• **WHAT YOU ARE ASKED TO DO**:
Continue the interview transcript below about Meltano and DataOps, picking up right after its final sentence.

Because we think that a lot of work
that we currently call data engineering is really data stack development and it's far closer to software
development where you're also picking you know off-the-shelf components custom components or
some open source technology you might be using some sas that you have to connect with over an api
and we are trying to allow data teams to start treating their work more like software development
and get those same advantages.
And our path is sort of,
you know, prepared for us
a little bit by dbt already
making analysts more comfortable
with some of these concepts.
And we are trying to go all the way
and bring data ops,
not just to EL in the case
of what Montana has been over the last year
or to T as dbt is doing,
but to the entire data stack.
And we think data stacks can be better than the sum of their parts if you bring in Meltano to help
manage it all and help the integration between the different components of the stack.
That's great. I have one last question because I start feeling like really bad that I'm
monopolizing the conversation here.
Oh, you're not.
I'm pretty sure I'm talking way more than you are, but yeah, your colleagues should
talk too.
Yeah, exactly.
And I'll wear like my engineering hat and I'll make like a question to hear about DataOps.
So what's the difference between like the DataOps operating system and something like
Airflow?
Yeah, that's a great question. So one big difference is that
in your data stack, data movement is kind of the domain of Airflow and similar workflow
orchestrators like, you know, a DAX or Prefect. And they, within their workflow orchestrator,
have, of course, reached out to different tools that handle parts of that workload. But there's more to the data stack than that. You have a BI tool at some point,
you might have tools that don't really fit within the Airflow way of working.

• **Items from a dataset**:
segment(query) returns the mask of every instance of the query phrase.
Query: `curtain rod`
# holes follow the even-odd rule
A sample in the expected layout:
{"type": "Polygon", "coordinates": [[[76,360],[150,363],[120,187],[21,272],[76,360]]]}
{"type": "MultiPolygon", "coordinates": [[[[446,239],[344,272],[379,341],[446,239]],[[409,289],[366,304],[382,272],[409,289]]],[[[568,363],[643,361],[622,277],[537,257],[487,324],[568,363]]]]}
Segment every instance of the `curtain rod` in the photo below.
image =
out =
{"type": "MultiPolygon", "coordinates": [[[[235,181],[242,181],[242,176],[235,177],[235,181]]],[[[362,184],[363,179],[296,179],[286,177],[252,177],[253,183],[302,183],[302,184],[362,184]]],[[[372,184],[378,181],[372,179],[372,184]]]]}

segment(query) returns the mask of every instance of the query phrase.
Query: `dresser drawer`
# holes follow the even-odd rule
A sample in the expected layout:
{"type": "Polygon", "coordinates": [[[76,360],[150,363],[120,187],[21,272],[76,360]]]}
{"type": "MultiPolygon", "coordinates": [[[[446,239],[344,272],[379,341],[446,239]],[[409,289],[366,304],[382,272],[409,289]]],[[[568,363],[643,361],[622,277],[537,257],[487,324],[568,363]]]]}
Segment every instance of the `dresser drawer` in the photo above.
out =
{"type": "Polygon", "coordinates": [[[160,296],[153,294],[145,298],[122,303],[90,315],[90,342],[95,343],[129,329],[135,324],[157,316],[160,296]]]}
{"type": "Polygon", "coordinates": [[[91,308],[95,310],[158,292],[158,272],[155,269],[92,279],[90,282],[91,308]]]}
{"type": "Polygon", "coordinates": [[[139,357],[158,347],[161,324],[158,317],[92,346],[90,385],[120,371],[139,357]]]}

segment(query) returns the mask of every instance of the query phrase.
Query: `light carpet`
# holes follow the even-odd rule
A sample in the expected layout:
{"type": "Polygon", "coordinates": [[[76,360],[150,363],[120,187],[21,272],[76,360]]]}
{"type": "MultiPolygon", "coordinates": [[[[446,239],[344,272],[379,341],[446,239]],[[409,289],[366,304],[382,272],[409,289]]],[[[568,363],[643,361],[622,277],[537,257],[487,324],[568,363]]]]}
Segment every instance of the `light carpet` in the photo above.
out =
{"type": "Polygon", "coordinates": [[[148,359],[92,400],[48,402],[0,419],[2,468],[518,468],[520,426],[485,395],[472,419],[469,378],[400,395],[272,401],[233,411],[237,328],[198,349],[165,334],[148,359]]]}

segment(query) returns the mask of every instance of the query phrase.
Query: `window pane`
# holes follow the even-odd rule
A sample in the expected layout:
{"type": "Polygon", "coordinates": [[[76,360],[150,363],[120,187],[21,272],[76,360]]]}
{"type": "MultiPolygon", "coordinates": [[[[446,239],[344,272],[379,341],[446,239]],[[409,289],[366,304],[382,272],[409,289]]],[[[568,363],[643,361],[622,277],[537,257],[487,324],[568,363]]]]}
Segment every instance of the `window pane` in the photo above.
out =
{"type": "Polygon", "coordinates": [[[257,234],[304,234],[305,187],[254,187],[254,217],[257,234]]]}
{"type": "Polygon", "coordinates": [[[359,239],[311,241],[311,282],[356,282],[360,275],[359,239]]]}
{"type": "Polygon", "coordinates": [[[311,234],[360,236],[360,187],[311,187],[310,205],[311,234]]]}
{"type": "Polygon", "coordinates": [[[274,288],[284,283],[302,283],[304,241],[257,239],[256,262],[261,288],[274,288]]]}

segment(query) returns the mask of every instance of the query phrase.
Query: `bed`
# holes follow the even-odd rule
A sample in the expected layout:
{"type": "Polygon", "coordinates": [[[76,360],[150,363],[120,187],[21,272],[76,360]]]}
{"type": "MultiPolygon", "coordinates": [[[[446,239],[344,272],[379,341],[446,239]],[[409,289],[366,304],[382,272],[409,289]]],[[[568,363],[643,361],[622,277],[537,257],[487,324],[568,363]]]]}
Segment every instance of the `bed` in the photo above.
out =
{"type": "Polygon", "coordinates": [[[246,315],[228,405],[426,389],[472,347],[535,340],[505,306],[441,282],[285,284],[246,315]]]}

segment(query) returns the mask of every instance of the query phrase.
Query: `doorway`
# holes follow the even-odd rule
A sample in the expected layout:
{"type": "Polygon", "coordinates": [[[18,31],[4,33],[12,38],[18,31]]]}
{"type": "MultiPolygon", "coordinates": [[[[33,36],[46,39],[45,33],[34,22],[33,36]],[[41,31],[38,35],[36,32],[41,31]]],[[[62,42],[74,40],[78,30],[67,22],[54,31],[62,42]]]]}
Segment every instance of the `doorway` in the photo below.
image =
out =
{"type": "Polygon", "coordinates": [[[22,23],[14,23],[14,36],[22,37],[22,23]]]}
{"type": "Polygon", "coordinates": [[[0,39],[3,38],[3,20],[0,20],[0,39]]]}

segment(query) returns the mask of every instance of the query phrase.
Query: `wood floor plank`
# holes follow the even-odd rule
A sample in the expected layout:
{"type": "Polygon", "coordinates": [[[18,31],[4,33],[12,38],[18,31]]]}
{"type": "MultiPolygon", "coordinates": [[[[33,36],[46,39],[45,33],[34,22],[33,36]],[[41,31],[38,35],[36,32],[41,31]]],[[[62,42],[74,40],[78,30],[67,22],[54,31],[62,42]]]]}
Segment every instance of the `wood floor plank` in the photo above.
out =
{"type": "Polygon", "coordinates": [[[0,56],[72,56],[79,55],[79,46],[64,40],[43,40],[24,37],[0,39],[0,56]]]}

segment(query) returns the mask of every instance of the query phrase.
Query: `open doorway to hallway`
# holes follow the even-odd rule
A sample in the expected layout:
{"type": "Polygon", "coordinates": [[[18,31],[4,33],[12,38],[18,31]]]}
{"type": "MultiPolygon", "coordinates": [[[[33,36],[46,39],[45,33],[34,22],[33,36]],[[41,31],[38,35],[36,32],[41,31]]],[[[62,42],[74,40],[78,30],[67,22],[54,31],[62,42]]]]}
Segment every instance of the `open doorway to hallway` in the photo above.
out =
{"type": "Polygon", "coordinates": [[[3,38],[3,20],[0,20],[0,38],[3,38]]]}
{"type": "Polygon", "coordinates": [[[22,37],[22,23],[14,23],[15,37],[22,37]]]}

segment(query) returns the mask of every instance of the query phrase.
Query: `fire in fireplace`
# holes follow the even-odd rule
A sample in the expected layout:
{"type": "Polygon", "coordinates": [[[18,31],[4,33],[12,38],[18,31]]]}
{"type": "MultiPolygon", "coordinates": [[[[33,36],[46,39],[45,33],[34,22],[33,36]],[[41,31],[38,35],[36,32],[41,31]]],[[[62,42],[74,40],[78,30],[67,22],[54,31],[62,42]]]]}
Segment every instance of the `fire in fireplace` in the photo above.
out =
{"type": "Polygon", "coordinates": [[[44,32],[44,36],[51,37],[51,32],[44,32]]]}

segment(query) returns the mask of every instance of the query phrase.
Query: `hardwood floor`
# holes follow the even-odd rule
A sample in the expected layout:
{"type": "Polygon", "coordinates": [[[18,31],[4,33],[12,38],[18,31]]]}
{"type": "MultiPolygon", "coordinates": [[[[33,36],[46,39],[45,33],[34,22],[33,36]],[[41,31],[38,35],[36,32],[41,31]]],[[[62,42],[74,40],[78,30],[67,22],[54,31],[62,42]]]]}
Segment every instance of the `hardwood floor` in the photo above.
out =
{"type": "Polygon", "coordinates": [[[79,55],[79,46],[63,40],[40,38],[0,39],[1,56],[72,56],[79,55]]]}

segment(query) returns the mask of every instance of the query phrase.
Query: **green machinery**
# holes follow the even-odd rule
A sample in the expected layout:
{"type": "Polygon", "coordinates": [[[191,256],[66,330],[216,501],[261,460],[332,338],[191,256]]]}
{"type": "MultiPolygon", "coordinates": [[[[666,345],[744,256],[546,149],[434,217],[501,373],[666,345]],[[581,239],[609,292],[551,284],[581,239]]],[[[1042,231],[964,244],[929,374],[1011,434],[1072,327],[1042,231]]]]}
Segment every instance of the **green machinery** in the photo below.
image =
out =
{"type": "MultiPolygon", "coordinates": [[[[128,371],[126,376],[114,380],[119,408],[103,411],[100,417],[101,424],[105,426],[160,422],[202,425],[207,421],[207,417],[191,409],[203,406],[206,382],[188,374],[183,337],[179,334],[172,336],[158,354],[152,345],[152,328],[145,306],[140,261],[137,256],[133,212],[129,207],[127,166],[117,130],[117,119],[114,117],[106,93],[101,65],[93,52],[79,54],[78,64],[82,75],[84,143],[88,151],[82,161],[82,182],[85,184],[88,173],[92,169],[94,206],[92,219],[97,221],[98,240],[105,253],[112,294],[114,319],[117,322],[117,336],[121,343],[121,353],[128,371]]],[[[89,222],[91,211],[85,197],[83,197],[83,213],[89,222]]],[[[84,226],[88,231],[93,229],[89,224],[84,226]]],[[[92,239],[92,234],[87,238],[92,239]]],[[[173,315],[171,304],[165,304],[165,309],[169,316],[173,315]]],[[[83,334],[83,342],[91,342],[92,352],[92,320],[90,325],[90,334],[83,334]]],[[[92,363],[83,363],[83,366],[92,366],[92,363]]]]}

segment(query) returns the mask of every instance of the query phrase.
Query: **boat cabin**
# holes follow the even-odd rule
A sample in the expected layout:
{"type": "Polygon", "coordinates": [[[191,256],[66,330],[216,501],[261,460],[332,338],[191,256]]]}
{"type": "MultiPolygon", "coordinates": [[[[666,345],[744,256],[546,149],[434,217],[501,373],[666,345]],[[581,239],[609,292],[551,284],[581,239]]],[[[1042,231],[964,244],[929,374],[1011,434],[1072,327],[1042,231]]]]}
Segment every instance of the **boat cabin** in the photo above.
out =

• **TASK ANSWER**:
And if you're using Airflow, you still have to install it somewhere and deploy it somewhere and
manage the version control of your orchestrators. And similarly, if you're using a BI tool,
you still have to install it somewhere and manage your dashboards and version control of your orchestrators. And similarly, if you're using a BI tool, you still have to install it somewhere
and manage your dashboards and version control those.
So Meltano forms essentially the package manager
for your entire data stack
that all of these things can be brought into,
even things that are completely out of scope for Airflow,
which only cares about data movement, for example.
So Meltano allows you to, any tool your data team uses,
whether it's the analyst or the analytics engineer or the engineer, whether it's about the movement or the consumption at the end, they form part of a greater product where in some sense, the end users are your colleagues within the company.
The interface or the features are some of those consumption methods and dashboards.
And then the backend, so to speak, is more of where Airflow lives. But that front end and the whole product is what Meltano brings together by forming a package manager
for every tool in the data stack,
which from an engineering perspective,
you can also see as a terraform for data stacks
because we allow people to really easily
bring in tools declaratively or with a CLI.
And then Meltano manages the configuration
and the deployment and all of that stuff.
So that an engineer that wants to put together
a data stack
doesn't have to pick six tools,
learn how to install them,
learn how to configure them,
and then be the only person in the team
who really knows how it all works.
We want to also sort of democratize that,
make it, give it a single source of truth
that the entire team feels comfortable collaborating in
and also trying out new tools,
swapping out new tools really easily
by giving them the confidence
that if Meltano has support for your tool, adding it, trying it locally or wherever is going to take
just a few minutes of work instead of this daunting task of figuring out how am I going to integrate
it. Maybe this one is Docker, maybe this one is Python, maybe this one is NPM. We want to unify
all of that. Yeah, that's great. Eric, all yours. I have to apologize, by the way, to both of you,
because I just realized that based on the outline of the conversation that we have created before we started the recording,
like the stuff that I asked were completely different.
That's great.
It was awesome.
I learned a ton.
Like you said, it would be an organic conversation, right?
So we'll take it wherever it goes.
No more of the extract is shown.